__Set exercise 1__.
Output the passage of the Zscaler earnings commentary below from "Implication: The AI" up to and including "be more insulated.", word for word.

Implication: The AI data center buildout is creating a classic "picks and shovels" inflation problem that hits Zscaler as an infrastructure operator. They're responding by (a) raising prices on hardware they resell, (b) pulling forward purchases to lock in prices, and (c) warning that FY27 margins will be compressed. FCF margin guide cut from 26.5–27% to 22.8–23.3%. This is the downside of Zscaler's "own the infrastructure" model — they bear the hardware cost inflation directly, whereas a hyperscaler-hosted competitor might be more insulated.

On Customer Momentum

"We exited Q3 with more than 700 Zero Trust Everywhere enterprises, versus over 550 in Q2." — Jay Chaudhry

"Data security, which crossed $500 million ARR, up over 30% year over year." — Jay Chaudhry

"AI Protect solution is resonating with customers, with bookings crossing $100 million over the past 12 months. We are seeing inbound requests from across our customer base, and our pipeline is robust and growing." — Jay Chaudhry

"Non-seat-based metered usage solutions delivered just over 30% of new ACV. And the ARR tied to those offerings grew more than 100% year over year." — Kevin Rubin

Implication: While the core ZIA/ZPA business is maturing, the expansion products are growing rapidly. Zero Trust Everywhere enterprises (full platform adoption) grew from 550 to 700 in a single quarter — that's 27% sequential growth. The non-seat-based (consumption) revenue growing >100% YoY is the most interesting signal for the future model. If AI agents and machine-to-machine interactions drive consumption-based pricing, Zscaler could evolve from a per-seat model to a hybrid model that scales with usage rather than headcount. This is speculative but potentially transformative.

__Entries provided__.
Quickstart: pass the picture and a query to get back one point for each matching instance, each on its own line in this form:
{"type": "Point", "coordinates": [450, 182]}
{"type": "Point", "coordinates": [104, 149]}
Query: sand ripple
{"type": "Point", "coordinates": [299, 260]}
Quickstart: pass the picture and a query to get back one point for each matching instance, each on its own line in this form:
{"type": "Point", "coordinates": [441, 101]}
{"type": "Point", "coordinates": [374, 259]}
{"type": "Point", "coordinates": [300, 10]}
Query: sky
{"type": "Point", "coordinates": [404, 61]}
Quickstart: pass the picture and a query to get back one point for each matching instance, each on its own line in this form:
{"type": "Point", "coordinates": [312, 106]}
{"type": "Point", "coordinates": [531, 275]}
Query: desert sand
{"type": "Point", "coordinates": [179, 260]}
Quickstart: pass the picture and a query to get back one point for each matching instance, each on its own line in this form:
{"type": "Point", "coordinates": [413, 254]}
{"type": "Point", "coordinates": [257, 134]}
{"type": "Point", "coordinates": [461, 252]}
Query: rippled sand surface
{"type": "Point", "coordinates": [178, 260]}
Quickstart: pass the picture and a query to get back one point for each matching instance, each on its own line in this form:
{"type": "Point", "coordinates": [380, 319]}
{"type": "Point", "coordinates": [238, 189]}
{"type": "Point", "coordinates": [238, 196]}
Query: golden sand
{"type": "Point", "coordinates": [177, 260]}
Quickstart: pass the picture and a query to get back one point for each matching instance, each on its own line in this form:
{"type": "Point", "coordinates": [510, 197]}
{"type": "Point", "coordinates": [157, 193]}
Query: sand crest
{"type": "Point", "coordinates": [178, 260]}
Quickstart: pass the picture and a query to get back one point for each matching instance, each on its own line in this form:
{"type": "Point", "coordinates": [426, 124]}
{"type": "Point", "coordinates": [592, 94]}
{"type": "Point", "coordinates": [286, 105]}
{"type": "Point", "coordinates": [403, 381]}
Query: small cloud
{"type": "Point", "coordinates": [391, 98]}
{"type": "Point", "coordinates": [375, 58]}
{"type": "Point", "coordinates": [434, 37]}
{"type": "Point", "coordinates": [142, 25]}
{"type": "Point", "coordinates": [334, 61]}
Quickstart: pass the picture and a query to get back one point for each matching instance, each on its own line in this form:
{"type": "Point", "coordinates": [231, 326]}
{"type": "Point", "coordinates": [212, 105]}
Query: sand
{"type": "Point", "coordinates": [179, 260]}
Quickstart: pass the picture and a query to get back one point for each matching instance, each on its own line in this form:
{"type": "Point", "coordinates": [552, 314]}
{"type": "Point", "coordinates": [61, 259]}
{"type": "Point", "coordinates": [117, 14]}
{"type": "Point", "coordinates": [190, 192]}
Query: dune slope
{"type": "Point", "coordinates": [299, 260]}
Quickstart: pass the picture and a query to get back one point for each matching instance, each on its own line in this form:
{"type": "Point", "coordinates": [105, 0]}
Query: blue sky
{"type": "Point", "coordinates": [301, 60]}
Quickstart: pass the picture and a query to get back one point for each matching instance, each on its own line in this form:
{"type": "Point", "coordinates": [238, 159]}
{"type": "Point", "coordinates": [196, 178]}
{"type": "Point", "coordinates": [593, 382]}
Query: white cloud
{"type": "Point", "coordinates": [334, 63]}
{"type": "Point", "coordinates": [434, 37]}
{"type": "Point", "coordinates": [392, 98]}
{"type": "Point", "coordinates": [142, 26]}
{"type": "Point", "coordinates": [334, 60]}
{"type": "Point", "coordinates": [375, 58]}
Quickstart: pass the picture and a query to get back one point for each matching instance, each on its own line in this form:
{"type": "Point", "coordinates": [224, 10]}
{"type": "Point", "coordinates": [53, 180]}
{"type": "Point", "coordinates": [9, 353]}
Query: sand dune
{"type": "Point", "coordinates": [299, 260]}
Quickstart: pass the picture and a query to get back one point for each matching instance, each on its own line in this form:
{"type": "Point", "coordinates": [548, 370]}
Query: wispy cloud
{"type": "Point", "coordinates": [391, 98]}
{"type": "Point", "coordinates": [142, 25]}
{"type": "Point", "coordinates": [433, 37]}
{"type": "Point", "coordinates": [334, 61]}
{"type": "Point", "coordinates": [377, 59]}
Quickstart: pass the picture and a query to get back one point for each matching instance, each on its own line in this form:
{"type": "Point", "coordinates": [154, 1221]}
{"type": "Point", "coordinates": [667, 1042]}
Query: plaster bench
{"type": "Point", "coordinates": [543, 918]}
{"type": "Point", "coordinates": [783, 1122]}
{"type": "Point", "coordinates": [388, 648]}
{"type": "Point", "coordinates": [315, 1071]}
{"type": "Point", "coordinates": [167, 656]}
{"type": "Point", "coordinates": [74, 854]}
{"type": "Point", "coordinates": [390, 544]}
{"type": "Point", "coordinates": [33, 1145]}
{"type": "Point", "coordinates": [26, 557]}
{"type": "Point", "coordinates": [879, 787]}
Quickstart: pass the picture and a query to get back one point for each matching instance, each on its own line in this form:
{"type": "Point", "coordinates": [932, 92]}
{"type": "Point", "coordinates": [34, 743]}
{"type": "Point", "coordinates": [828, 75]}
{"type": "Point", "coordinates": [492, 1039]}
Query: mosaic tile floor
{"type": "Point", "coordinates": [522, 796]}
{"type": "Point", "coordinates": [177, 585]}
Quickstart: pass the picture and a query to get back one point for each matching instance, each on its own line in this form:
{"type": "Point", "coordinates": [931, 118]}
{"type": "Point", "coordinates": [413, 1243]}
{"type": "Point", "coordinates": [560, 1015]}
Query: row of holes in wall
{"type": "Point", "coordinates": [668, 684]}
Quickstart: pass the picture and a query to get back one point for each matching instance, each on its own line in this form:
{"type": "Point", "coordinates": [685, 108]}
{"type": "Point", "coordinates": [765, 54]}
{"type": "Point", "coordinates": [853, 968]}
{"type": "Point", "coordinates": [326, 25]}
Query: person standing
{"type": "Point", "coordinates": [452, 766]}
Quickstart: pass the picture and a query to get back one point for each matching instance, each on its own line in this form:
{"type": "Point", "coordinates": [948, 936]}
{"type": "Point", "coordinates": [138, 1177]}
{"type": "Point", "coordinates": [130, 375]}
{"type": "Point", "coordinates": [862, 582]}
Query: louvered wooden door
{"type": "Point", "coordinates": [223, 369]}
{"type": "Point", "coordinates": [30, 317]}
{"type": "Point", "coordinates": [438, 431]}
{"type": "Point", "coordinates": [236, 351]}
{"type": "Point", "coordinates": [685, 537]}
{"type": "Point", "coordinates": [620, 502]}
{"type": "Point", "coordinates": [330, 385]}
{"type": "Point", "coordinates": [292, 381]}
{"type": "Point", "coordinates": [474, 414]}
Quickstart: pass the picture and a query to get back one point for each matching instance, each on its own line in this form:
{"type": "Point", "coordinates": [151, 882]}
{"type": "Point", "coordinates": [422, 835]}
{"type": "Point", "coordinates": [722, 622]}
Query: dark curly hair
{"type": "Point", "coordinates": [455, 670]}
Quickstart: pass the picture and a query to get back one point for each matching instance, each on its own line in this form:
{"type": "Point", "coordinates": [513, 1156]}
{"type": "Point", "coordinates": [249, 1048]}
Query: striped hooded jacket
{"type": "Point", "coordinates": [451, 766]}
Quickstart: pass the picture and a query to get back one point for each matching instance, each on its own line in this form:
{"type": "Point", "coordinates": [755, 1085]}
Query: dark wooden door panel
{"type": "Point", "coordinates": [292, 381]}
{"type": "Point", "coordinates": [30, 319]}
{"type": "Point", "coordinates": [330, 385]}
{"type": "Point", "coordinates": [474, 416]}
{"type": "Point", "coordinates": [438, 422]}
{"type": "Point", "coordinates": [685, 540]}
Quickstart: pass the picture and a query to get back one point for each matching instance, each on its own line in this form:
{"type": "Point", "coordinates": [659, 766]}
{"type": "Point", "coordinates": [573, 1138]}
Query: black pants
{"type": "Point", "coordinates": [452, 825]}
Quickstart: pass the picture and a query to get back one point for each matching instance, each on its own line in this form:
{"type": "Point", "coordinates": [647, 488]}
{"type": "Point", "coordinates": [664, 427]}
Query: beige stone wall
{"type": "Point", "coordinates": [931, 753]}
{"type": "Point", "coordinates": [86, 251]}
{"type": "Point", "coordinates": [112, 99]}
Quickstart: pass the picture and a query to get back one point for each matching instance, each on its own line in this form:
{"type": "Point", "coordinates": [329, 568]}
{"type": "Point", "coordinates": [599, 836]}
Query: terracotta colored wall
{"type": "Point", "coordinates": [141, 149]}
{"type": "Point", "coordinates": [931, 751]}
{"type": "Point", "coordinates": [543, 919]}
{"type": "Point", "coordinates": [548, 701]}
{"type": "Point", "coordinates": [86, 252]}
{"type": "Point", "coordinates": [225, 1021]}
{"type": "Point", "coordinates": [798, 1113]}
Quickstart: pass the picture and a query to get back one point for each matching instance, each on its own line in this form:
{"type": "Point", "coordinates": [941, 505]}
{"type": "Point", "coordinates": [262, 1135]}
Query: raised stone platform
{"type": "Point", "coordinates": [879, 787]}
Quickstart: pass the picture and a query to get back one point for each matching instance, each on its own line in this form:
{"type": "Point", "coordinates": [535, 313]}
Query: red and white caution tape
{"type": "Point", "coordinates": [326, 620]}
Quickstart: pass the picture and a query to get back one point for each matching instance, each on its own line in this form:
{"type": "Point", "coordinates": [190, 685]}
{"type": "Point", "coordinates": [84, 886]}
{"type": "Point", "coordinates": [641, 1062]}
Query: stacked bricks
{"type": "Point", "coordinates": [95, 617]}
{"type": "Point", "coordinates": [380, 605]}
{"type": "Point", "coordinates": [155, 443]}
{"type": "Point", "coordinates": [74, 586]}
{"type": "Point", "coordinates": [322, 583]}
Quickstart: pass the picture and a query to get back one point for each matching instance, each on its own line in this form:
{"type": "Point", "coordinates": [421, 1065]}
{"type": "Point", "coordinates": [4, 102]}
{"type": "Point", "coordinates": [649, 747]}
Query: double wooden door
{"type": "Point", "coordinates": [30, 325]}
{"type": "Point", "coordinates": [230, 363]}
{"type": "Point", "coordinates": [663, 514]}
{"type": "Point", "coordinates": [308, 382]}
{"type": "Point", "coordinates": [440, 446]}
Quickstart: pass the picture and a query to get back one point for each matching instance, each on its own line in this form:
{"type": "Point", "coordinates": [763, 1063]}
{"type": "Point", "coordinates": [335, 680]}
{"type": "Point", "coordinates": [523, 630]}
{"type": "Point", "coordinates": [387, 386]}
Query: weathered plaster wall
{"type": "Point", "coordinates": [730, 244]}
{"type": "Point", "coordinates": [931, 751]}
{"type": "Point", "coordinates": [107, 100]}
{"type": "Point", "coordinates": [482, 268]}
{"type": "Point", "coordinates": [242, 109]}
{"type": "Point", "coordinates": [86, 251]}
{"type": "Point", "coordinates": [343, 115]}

__Set exercise 2__.
Pull out every line of the rows above that contains the string "wall", matching case exactly.

__Response 1__.
Implication: The AI data center buildout is creating a classic "picks and shovels" inflation problem that hits Zscaler as an infrastructure operator. They're responding by (a) raising prices on hardware they resell, (b) pulling forward purchases to lock in prices, and (c) warning that FY27 margins will be compressed. FCF margin guide cut from 26.5–27% to 22.8–23.3%. This is the downside of Zscaler's "own the infrastructure" model — they bear the hardware cost inflation directly, whereas a hyperscaler-hosted competitor might be more insulated.

__Response 2__.
Query: row of holes in wall
Query: beige stone wall
Query: terracotta colored wall
Query: weathered plaster wall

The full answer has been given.